WORK TO COMPLETE: Whenever "glacier" appears in a line, please copy that line from the data.

RECORDS SHOWN:

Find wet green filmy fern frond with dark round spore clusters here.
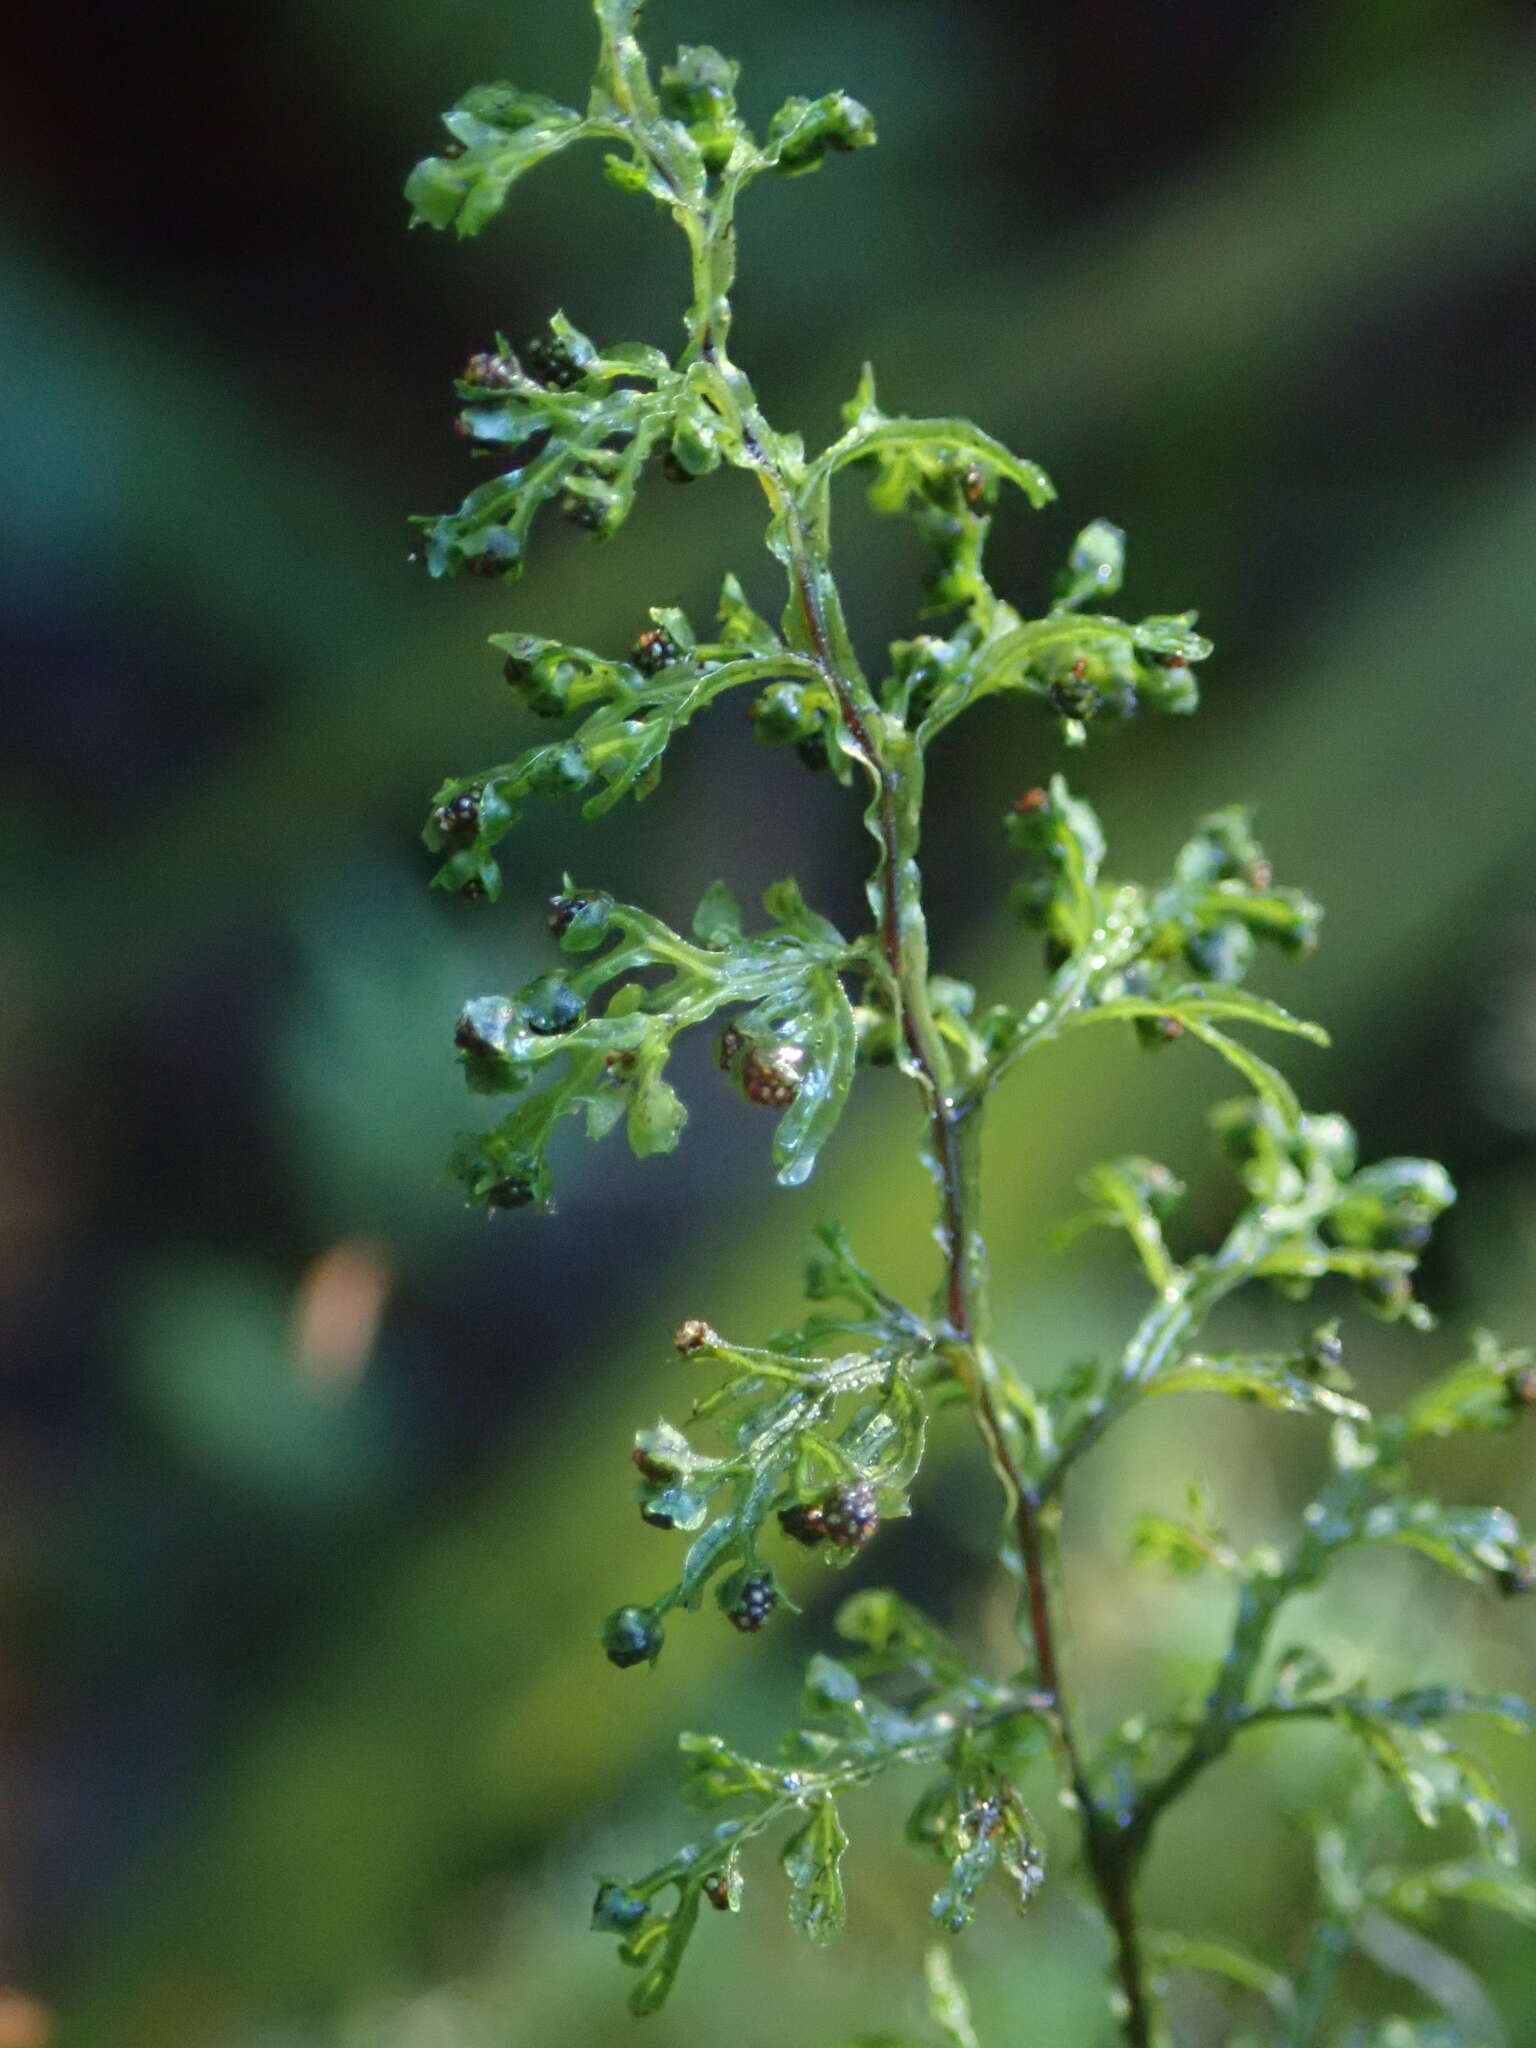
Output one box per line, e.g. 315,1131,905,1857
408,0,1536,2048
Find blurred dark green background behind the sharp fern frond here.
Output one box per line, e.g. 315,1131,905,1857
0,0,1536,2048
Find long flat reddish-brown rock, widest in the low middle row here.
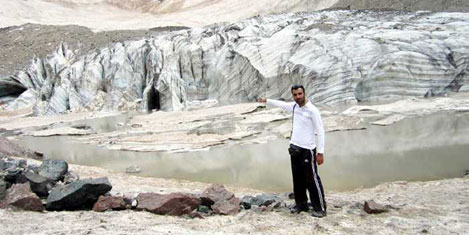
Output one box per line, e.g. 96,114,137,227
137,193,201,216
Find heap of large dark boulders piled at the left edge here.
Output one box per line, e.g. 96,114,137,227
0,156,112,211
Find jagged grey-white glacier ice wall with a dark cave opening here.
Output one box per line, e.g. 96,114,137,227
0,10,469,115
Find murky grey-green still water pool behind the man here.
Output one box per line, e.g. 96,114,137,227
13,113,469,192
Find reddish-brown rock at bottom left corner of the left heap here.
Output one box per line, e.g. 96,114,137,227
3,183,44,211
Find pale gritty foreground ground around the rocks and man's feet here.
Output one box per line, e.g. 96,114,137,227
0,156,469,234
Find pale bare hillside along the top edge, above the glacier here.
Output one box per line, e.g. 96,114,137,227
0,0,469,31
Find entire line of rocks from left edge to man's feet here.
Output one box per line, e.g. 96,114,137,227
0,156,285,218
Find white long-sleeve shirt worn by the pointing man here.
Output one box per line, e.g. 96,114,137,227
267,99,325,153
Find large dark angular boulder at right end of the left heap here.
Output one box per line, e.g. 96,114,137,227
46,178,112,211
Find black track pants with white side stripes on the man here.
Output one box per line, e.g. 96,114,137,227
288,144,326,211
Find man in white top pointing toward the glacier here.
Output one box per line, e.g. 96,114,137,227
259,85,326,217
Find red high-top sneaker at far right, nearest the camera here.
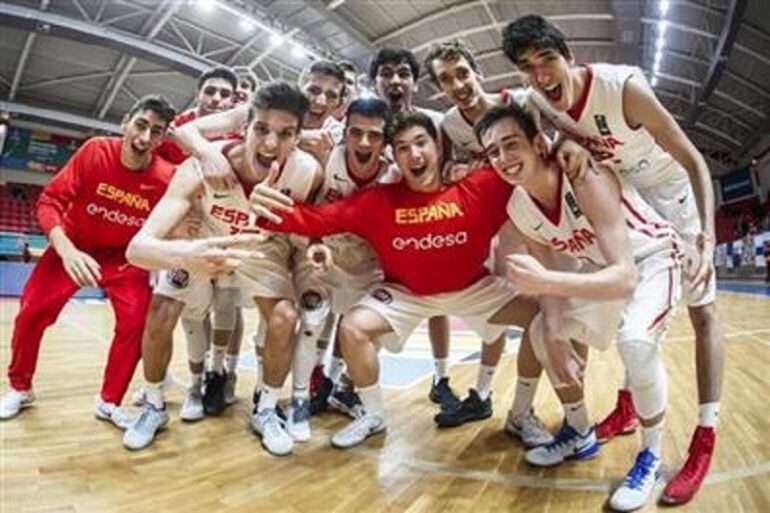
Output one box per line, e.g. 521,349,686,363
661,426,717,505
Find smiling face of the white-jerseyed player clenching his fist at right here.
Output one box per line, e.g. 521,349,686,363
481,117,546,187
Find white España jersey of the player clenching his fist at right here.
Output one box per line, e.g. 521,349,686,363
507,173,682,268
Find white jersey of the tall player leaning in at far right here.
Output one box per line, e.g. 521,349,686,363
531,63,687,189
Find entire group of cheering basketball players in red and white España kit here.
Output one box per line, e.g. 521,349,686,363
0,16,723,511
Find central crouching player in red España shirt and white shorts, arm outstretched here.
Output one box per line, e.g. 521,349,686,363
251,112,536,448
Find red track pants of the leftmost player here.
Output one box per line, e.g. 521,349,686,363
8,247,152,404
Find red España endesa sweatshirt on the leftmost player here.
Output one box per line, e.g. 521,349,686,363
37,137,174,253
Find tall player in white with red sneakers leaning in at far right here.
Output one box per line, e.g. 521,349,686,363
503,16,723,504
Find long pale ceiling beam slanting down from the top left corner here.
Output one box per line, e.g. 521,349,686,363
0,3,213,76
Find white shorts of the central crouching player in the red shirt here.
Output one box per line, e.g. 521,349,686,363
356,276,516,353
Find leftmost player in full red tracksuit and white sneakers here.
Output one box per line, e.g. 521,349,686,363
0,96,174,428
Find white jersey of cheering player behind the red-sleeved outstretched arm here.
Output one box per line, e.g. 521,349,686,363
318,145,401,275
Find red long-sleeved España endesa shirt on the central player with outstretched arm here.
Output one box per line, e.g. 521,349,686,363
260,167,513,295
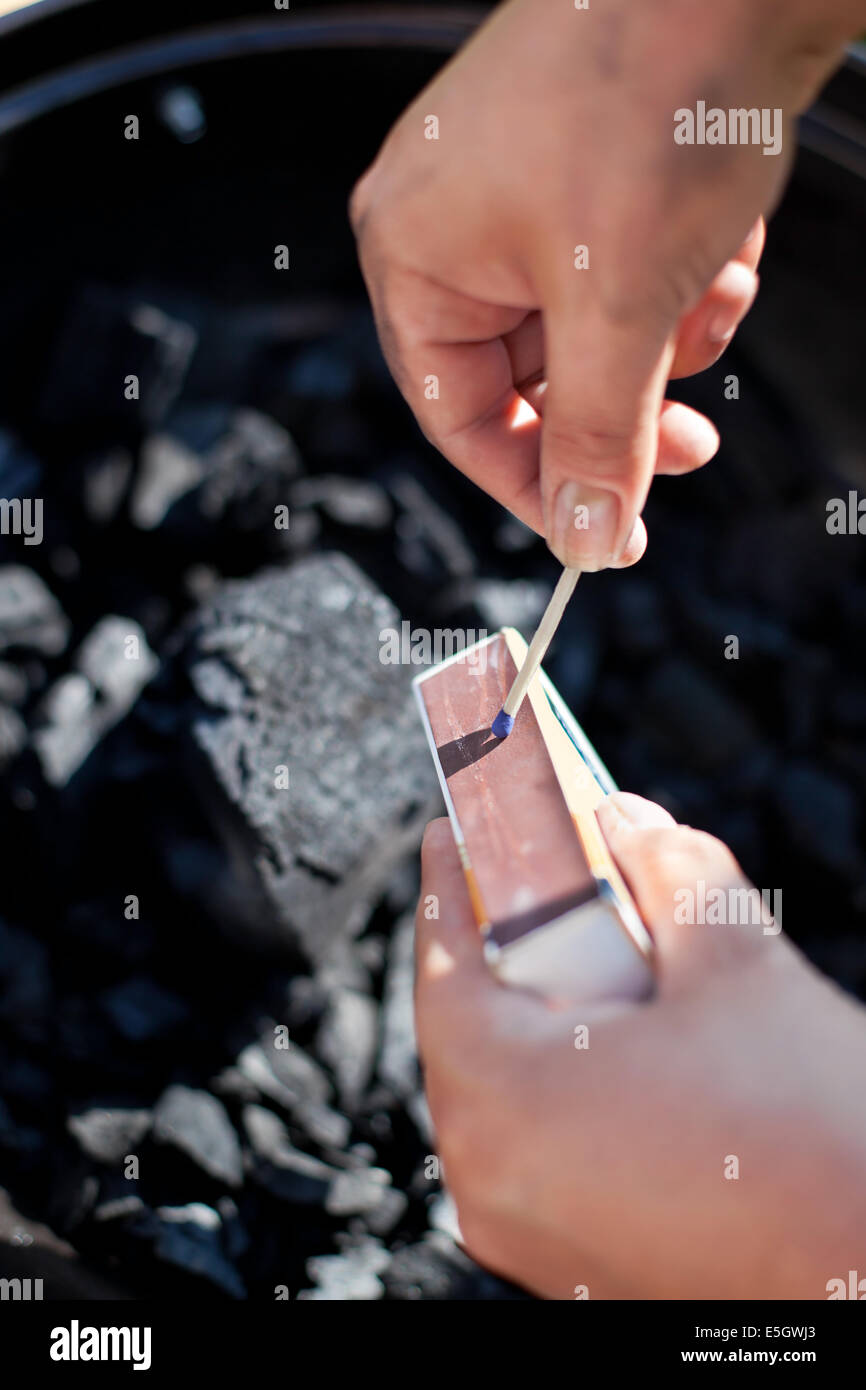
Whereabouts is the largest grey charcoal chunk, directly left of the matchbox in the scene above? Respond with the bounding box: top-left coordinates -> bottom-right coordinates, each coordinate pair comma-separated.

WRITTEN RESPONSE:
Find jagged grey-white glacier ice wall with a dark cave opening here.
Find pale bare hillside along the top edge, above the glacier here.
Find man in white top pointing toward the glacier here.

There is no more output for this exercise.